YOUR OBJECTIVE ->
Search the data for the string "point", and report each line where it is found.

╭─ PROVIDED INFORMATION

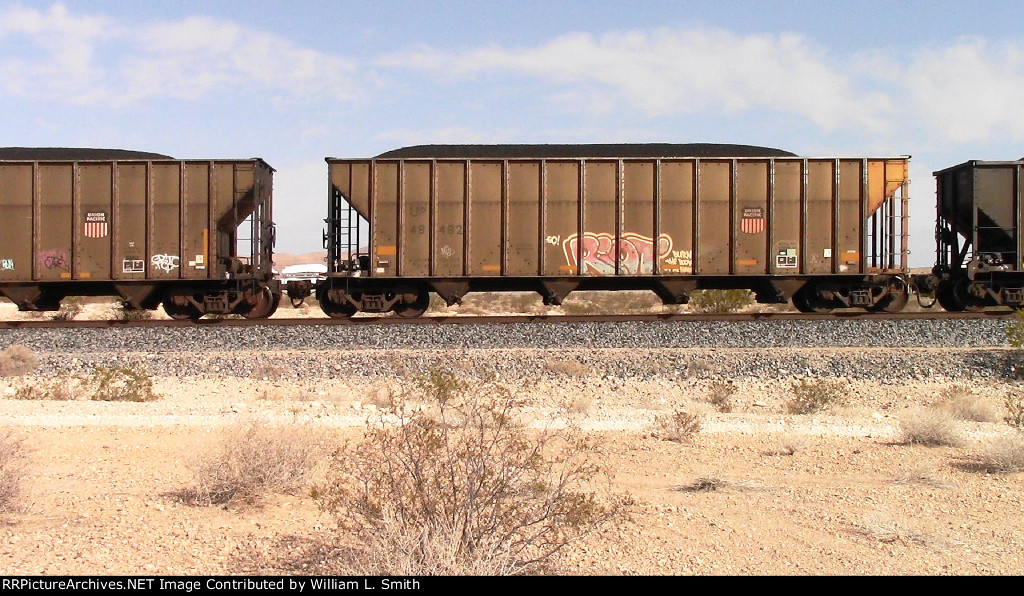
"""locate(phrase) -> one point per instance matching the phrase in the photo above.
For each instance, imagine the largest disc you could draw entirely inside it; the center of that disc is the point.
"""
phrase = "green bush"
(122, 384)
(11, 470)
(810, 396)
(1015, 410)
(720, 301)
(16, 359)
(253, 460)
(929, 426)
(456, 485)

╰─

RESPONSE TO THE TASK ->
"""locate(phrase) -> one point per instance matching the phrase in the photo above.
For each instance, imagine the largest disc you could draw entirely inside it; the center of that disc is the point.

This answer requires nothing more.